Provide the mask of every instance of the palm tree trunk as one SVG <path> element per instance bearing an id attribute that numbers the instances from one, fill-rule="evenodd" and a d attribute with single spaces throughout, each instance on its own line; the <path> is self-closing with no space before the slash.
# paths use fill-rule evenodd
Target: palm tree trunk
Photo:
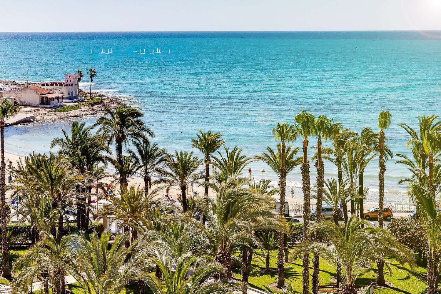
<path id="1" fill-rule="evenodd" d="M 315 166 L 317 168 L 317 202 L 316 204 L 317 211 L 316 212 L 315 221 L 320 222 L 321 219 L 321 203 L 323 201 L 323 186 L 325 184 L 325 167 L 321 158 L 321 138 L 319 136 L 317 138 L 317 154 L 318 155 L 317 161 L 315 163 Z M 320 240 L 320 236 L 318 233 L 316 236 L 318 241 Z M 317 294 L 318 293 L 318 274 L 319 271 L 320 259 L 318 255 L 314 254 L 314 259 L 313 261 L 312 281 L 311 283 L 311 290 L 313 294 Z"/>
<path id="2" fill-rule="evenodd" d="M 266 253 L 266 257 L 265 258 L 265 272 L 269 272 L 271 269 L 269 268 L 269 254 Z"/>
<path id="3" fill-rule="evenodd" d="M 286 166 L 285 163 L 286 146 L 284 140 L 282 141 L 282 166 L 280 170 L 280 205 L 279 213 L 281 217 L 285 217 L 285 194 L 286 192 Z M 277 283 L 278 288 L 281 288 L 285 284 L 284 245 L 285 234 L 279 233 L 279 244 L 277 261 Z"/>
<path id="4" fill-rule="evenodd" d="M 210 164 L 207 163 L 209 162 L 209 158 L 205 159 L 205 181 L 208 182 L 210 178 Z M 204 190 L 204 196 L 206 197 L 208 197 L 208 186 L 206 185 Z"/>
<path id="5" fill-rule="evenodd" d="M 146 198 L 149 196 L 149 179 L 144 178 L 144 194 Z"/>
<path id="6" fill-rule="evenodd" d="M 363 185 L 364 184 L 364 170 L 360 170 L 360 174 L 359 175 L 359 196 L 360 197 L 359 201 L 360 203 L 360 219 L 363 220 L 364 218 L 364 203 L 362 197 L 363 195 Z M 364 227 L 364 225 L 362 225 L 362 227 Z"/>
<path id="7" fill-rule="evenodd" d="M 242 294 L 248 293 L 248 278 L 250 277 L 250 268 L 253 259 L 252 247 L 244 246 L 242 247 Z"/>
<path id="8" fill-rule="evenodd" d="M 428 245 L 430 245 L 428 244 Z M 435 262 L 433 253 L 428 246 L 427 254 L 427 294 L 435 293 Z"/>
<path id="9" fill-rule="evenodd" d="M 182 194 L 182 210 L 184 213 L 188 210 L 188 203 L 187 203 L 187 195 L 185 194 L 187 190 L 186 186 L 181 186 L 181 193 Z"/>
<path id="10" fill-rule="evenodd" d="M 385 197 L 385 173 L 386 172 L 386 165 L 384 159 L 385 133 L 383 130 L 380 130 L 378 133 L 378 227 L 383 227 L 383 205 Z M 381 261 L 377 262 L 378 268 L 378 274 L 377 277 L 377 284 L 385 284 L 385 277 L 383 273 L 384 263 Z"/>
<path id="11" fill-rule="evenodd" d="M 4 229 L 1 230 L 1 248 L 2 265 L 3 271 L 2 275 L 6 279 L 11 278 L 11 271 L 9 270 L 9 252 L 8 250 L 7 242 L 6 240 L 6 203 L 5 200 L 5 182 L 4 178 L 6 173 L 6 164 L 4 163 L 4 121 L 3 118 L 0 119 L 0 130 L 1 132 L 1 164 L 0 165 L 0 205 L 1 210 L 1 227 Z"/>
<path id="12" fill-rule="evenodd" d="M 338 185 L 340 186 L 340 184 L 343 180 L 343 172 L 341 170 L 341 163 L 340 160 L 336 160 L 337 161 L 337 176 L 338 178 Z M 348 223 L 348 205 L 346 205 L 346 201 L 344 200 L 341 202 L 341 210 L 343 211 L 343 219 L 344 220 L 344 223 Z"/>
<path id="13" fill-rule="evenodd" d="M 303 239 L 309 239 L 306 233 L 309 226 L 309 218 L 310 215 L 310 194 L 311 184 L 309 178 L 309 163 L 308 162 L 308 138 L 303 138 L 303 162 L 300 167 L 302 173 L 302 190 L 303 193 Z M 309 253 L 303 253 L 303 270 L 302 276 L 303 279 L 303 294 L 309 294 Z"/>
§
▶ **GOAL OF THE EXERCISE**
Transcribe the records above exactly, omitting every picture they contain.

▶ **TASK RESPONSE**
Provide the mask of every instance of the palm tree trunk as one SVG <path> element per instance bearing an id attribute that numbers the instances from one, fill-rule="evenodd" and a d attribute with single spaces throughout, each instance on its own line; the <path> is self-closing with no space before the slash.
# paths use fill-rule evenodd
Target: palm tree trunk
Photo:
<path id="1" fill-rule="evenodd" d="M 315 166 L 317 168 L 317 202 L 316 204 L 317 211 L 316 212 L 315 221 L 320 222 L 321 219 L 321 203 L 323 201 L 323 186 L 325 184 L 325 167 L 321 158 L 321 138 L 319 136 L 317 138 L 317 154 L 318 155 L 317 161 L 315 163 Z M 320 240 L 320 236 L 318 233 L 316 236 L 318 241 Z M 317 294 L 318 293 L 318 274 L 319 271 L 320 259 L 318 255 L 314 254 L 314 259 L 313 261 L 312 281 L 311 283 L 311 290 L 313 294 Z"/>
<path id="2" fill-rule="evenodd" d="M 266 253 L 266 257 L 265 258 L 265 272 L 269 272 L 271 269 L 269 268 L 269 254 Z"/>
<path id="3" fill-rule="evenodd" d="M 286 166 L 285 163 L 286 146 L 284 140 L 282 141 L 282 166 L 280 170 L 280 205 L 279 213 L 281 217 L 285 217 L 285 194 L 286 192 Z M 277 283 L 278 288 L 281 288 L 285 284 L 284 245 L 285 234 L 279 233 L 279 244 L 277 261 Z"/>
<path id="4" fill-rule="evenodd" d="M 210 164 L 207 163 L 209 162 L 209 158 L 205 159 L 205 181 L 208 182 L 210 178 Z M 204 190 L 204 196 L 206 197 L 208 197 L 208 186 L 206 185 Z"/>
<path id="5" fill-rule="evenodd" d="M 146 198 L 149 196 L 149 179 L 144 178 L 144 194 Z"/>
<path id="6" fill-rule="evenodd" d="M 363 185 L 364 184 L 364 170 L 360 170 L 360 174 L 359 175 L 359 196 L 360 197 L 359 201 L 360 203 L 360 219 L 363 220 L 364 218 L 364 203 L 362 197 L 363 195 Z M 364 227 L 364 225 L 362 225 L 362 227 Z"/>
<path id="7" fill-rule="evenodd" d="M 242 294 L 248 293 L 248 278 L 250 277 L 250 268 L 253 259 L 252 247 L 244 246 L 242 247 Z"/>
<path id="8" fill-rule="evenodd" d="M 428 245 L 430 245 L 428 244 Z M 435 262 L 433 253 L 428 246 L 427 254 L 427 294 L 435 293 Z"/>
<path id="9" fill-rule="evenodd" d="M 182 194 L 182 210 L 184 213 L 188 210 L 188 203 L 187 203 L 187 195 L 185 194 L 187 190 L 186 186 L 181 186 L 181 193 Z"/>
<path id="10" fill-rule="evenodd" d="M 385 197 L 385 173 L 386 172 L 386 165 L 384 159 L 385 133 L 383 130 L 380 130 L 378 133 L 378 227 L 383 227 L 383 205 Z M 381 261 L 377 262 L 378 268 L 378 274 L 377 277 L 377 284 L 385 284 L 385 277 L 383 273 L 384 263 Z"/>
<path id="11" fill-rule="evenodd" d="M 4 229 L 1 230 L 1 248 L 2 265 L 3 271 L 2 275 L 6 279 L 11 278 L 11 271 L 9 270 L 9 252 L 8 250 L 7 242 L 6 240 L 6 203 L 5 200 L 5 182 L 4 178 L 6 173 L 6 164 L 4 163 L 4 121 L 3 118 L 0 119 L 0 130 L 1 132 L 1 164 L 0 165 L 0 205 L 1 210 L 1 227 Z"/>
<path id="12" fill-rule="evenodd" d="M 338 185 L 340 186 L 340 184 L 343 180 L 343 172 L 341 170 L 341 163 L 340 160 L 336 160 L 337 161 L 337 176 L 338 178 Z M 348 223 L 348 205 L 346 205 L 346 201 L 344 200 L 341 202 L 341 210 L 343 211 L 343 219 L 344 220 L 344 223 Z"/>
<path id="13" fill-rule="evenodd" d="M 303 239 L 309 239 L 306 233 L 309 226 L 309 218 L 310 215 L 310 194 L 311 184 L 309 178 L 309 163 L 308 162 L 308 138 L 303 138 L 303 162 L 300 167 L 302 173 L 302 190 L 303 193 Z M 309 253 L 303 253 L 303 270 L 302 276 L 303 279 L 303 294 L 309 294 Z"/>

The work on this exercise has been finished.